*What to do*
Print word for word the first line of the records below and every following line through the one containing "TARGET = distant tree"; print nothing else.

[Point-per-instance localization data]
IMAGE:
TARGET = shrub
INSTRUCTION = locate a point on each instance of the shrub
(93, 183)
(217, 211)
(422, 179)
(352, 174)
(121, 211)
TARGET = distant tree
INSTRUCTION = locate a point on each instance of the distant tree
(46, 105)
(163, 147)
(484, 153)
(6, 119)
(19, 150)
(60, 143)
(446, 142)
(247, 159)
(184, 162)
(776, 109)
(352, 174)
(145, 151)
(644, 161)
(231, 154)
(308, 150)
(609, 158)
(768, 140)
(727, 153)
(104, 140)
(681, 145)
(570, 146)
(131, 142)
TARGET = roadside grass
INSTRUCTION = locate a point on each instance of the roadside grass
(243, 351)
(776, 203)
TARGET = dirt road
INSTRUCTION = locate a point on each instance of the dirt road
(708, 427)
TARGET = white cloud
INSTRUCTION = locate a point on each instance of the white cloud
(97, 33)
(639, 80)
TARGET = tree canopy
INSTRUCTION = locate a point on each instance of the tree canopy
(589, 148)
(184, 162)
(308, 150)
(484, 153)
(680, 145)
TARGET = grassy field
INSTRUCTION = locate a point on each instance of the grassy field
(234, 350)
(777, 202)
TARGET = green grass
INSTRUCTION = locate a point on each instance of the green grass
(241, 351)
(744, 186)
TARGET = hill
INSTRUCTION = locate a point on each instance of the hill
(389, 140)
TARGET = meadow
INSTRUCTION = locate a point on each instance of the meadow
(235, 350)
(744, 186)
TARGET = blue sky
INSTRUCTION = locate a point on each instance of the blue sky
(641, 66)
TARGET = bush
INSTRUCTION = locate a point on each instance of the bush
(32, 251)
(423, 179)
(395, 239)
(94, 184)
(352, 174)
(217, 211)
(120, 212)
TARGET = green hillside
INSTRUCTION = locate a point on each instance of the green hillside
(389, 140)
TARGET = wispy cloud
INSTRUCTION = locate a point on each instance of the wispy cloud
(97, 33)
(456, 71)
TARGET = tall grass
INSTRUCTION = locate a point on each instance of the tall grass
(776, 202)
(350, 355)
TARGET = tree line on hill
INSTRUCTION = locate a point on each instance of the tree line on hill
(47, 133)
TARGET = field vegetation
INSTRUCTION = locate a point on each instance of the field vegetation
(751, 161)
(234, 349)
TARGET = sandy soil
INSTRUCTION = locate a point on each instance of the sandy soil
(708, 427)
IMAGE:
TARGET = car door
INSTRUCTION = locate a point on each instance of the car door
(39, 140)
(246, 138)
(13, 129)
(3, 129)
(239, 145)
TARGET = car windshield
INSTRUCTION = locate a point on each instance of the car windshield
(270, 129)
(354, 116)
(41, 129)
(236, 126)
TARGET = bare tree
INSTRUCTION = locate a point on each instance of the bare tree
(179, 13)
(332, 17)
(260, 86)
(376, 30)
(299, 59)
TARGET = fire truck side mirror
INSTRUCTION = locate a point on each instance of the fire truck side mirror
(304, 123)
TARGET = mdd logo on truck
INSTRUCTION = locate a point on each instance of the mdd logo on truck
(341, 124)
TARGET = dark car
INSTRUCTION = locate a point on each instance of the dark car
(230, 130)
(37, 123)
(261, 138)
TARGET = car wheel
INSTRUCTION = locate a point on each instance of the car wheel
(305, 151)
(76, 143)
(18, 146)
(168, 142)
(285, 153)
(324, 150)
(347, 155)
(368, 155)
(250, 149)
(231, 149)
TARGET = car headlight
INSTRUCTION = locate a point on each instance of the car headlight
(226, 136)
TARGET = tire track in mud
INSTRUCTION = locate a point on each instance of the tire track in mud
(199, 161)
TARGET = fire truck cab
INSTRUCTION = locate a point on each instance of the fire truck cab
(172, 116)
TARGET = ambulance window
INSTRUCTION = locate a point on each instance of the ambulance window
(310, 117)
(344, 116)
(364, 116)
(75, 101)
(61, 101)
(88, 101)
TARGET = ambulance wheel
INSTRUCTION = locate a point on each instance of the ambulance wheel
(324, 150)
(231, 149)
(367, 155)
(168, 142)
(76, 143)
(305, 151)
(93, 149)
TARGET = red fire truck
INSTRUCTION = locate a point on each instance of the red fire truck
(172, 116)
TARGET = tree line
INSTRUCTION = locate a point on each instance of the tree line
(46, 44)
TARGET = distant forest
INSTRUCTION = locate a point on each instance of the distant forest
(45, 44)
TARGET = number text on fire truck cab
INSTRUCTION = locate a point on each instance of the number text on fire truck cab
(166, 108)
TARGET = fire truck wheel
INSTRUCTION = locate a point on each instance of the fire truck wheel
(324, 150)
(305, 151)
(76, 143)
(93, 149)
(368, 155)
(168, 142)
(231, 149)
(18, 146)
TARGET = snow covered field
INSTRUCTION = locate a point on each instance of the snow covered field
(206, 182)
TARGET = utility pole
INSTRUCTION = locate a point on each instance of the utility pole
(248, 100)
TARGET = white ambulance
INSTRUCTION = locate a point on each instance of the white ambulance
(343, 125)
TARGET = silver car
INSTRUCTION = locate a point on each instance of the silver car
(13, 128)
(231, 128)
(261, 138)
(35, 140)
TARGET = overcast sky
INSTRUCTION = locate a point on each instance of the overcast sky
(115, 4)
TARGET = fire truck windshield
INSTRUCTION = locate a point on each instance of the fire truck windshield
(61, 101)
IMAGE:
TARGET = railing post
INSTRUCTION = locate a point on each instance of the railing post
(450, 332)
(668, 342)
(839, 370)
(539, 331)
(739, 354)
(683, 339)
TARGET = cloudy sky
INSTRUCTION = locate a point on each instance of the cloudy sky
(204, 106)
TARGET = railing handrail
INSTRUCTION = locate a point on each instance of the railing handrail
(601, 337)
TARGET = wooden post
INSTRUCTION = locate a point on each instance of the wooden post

*Solution for this exercise*
IMAGE:
TARGET = shrub
INSTRUCTION = locate a point on each instance of the shrub
(93, 183)
(217, 211)
(422, 179)
(352, 174)
(121, 211)
TARGET = distant tree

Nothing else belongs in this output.